## Task requirements
Below is a listing. Set down exactly the lines from the one containing "Reviewer note: check that every instance of the vehicle" through the one containing "Reviewer note: check that every instance of the green", both ends included, and leave out the rest.

## Records to process

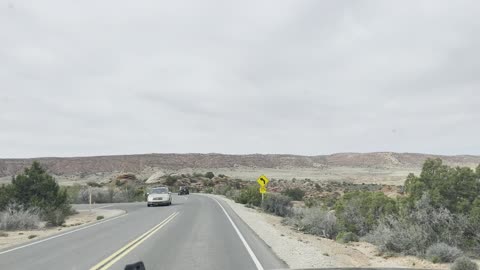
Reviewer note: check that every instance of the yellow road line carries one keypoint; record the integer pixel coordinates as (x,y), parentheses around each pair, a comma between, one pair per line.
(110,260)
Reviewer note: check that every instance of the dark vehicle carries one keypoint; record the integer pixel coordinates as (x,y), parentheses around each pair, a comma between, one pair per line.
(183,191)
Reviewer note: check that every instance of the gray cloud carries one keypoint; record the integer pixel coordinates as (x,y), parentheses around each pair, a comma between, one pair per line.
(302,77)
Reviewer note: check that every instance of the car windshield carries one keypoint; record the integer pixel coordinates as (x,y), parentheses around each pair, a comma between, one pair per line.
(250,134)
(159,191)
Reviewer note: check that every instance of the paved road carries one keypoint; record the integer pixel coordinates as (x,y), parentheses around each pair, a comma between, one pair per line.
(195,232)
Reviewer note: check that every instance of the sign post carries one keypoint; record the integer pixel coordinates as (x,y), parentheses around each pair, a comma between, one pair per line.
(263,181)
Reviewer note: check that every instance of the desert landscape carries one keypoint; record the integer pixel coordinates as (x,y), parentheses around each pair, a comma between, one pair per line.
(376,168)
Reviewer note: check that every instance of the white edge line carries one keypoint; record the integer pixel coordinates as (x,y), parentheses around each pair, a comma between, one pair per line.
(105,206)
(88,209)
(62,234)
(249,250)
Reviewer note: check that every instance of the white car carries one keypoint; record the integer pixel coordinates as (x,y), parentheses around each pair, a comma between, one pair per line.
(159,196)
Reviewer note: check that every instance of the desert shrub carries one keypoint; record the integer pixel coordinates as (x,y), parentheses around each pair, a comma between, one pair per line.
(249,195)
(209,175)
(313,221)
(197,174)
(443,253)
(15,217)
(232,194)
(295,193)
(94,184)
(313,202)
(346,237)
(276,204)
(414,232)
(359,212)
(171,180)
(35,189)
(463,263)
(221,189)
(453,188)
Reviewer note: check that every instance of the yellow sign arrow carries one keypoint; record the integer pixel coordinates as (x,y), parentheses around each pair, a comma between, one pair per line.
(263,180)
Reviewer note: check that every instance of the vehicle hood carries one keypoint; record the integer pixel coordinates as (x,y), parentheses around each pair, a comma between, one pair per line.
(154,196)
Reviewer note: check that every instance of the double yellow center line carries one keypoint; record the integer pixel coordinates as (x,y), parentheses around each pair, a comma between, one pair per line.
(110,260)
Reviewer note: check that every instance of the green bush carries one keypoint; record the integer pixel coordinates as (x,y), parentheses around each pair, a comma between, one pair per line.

==

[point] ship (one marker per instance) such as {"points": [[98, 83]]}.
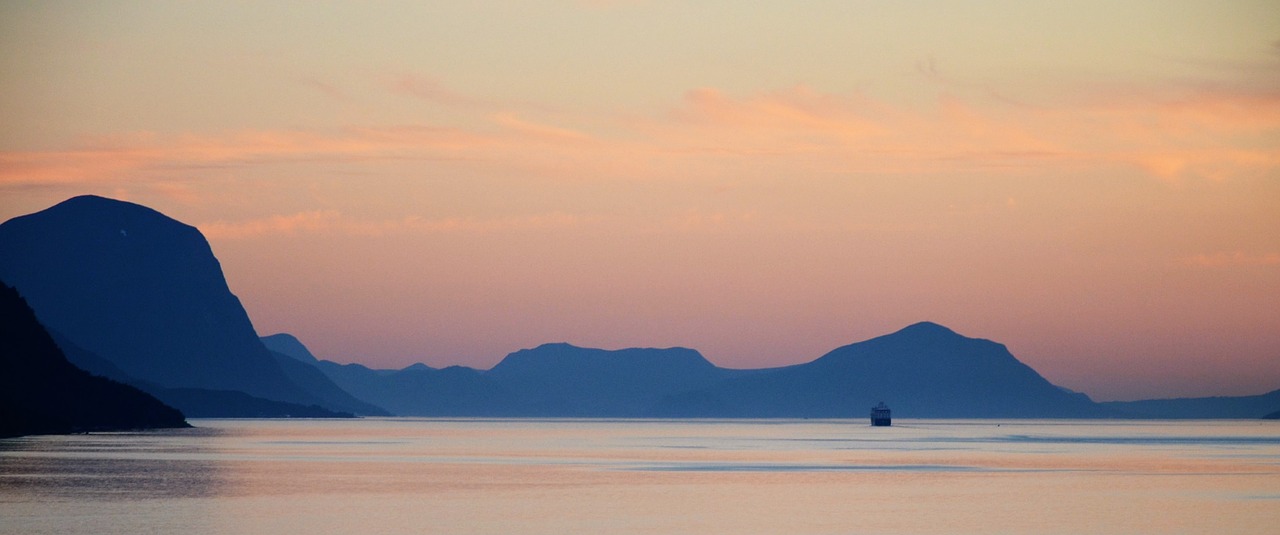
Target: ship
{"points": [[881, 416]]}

## Response for this exercise
Reviewer note: check that every instance of the vehicle hood carries one keypoint; record the integer pixel coordinates as (x,y), parentheses around each pair, a comma between, one pair per line.
(154,196)
Reviewer note: check that every instance of the double yellow center line carries one keypoint; record the integer pixel coordinates as (x,y), parentheses around each pair, a comma between, one pair per line.
(110,260)
Reviewer note: check that every instance of the green bush carries one keypoint; record the integer pixel coordinates as (x,y), parentheses around each pair, a comma between, one pair per line.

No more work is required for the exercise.